### Saved entries
========================

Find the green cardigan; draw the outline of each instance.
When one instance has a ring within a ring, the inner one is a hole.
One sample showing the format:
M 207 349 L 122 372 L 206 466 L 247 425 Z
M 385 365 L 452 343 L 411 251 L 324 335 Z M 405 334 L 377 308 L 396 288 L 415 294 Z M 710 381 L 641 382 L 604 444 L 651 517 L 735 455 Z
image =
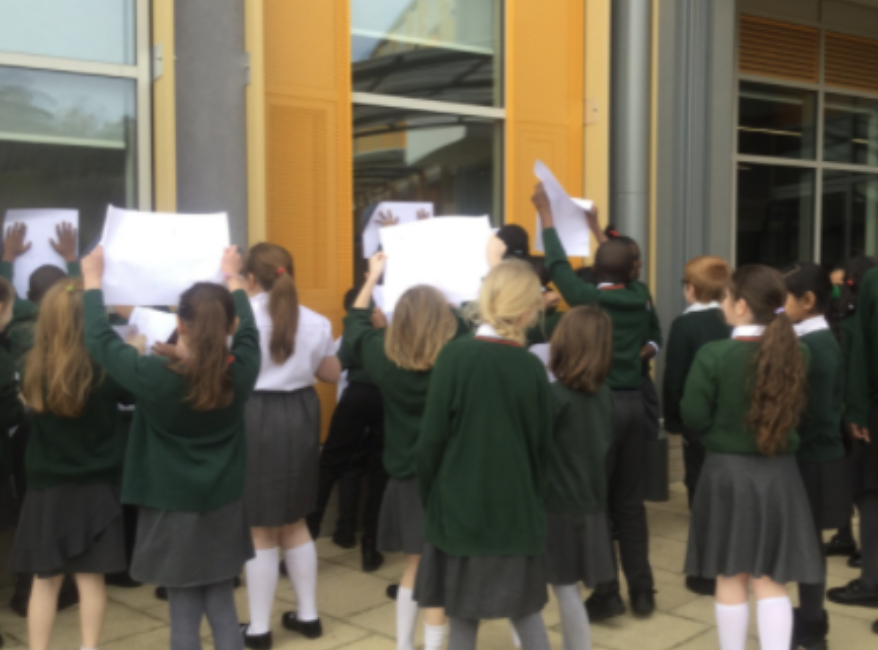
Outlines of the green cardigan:
M 674 319 L 665 348 L 665 377 L 662 382 L 665 430 L 669 433 L 684 432 L 680 402 L 695 355 L 702 346 L 725 340 L 731 333 L 720 309 L 690 311 Z
M 241 499 L 247 464 L 244 407 L 259 376 L 259 332 L 250 300 L 232 294 L 240 319 L 229 370 L 231 405 L 196 411 L 186 380 L 161 357 L 142 357 L 110 326 L 101 291 L 86 291 L 85 340 L 92 358 L 137 399 L 122 500 L 160 510 L 208 512 Z
M 613 393 L 594 395 L 551 386 L 555 402 L 554 444 L 549 456 L 546 510 L 596 515 L 607 508 L 607 453 L 613 444 Z
M 546 369 L 526 349 L 480 338 L 445 346 L 418 440 L 431 544 L 456 556 L 542 554 L 552 411 Z
M 384 354 L 386 330 L 372 327 L 368 309 L 351 309 L 344 319 L 343 345 L 381 389 L 384 401 L 384 467 L 393 478 L 415 475 L 415 445 L 430 386 L 430 371 L 403 370 Z
M 844 457 L 841 418 L 844 404 L 844 364 L 831 330 L 806 334 L 808 346 L 808 403 L 799 425 L 799 451 L 805 461 L 830 461 Z
M 613 290 L 598 289 L 573 271 L 554 228 L 543 231 L 543 244 L 552 283 L 567 304 L 599 305 L 613 321 L 613 367 L 607 385 L 613 390 L 640 390 L 640 350 L 649 341 L 662 343 L 649 289 L 642 282 L 629 282 Z
M 878 268 L 860 282 L 851 328 L 845 415 L 849 422 L 868 427 L 872 406 L 878 404 Z
M 34 413 L 25 456 L 28 489 L 121 482 L 125 439 L 117 433 L 117 419 L 119 404 L 131 397 L 103 370 L 95 370 L 80 417 Z
M 810 354 L 800 345 L 805 362 Z M 753 357 L 758 341 L 727 339 L 699 350 L 686 379 L 680 412 L 687 429 L 701 434 L 707 451 L 716 454 L 759 454 L 755 432 L 747 427 Z M 790 431 L 785 453 L 799 448 L 799 434 Z
M 24 405 L 18 397 L 15 361 L 0 348 L 0 481 L 12 470 L 9 431 L 24 419 Z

========================

### The problem
Whenever "instance" occurs in a line of the entries, copy that line.

### Solution to this problem
Find the green cardigan; draw the outline of each instance.
When one instance has a ring within a ring, the inner one is a hole.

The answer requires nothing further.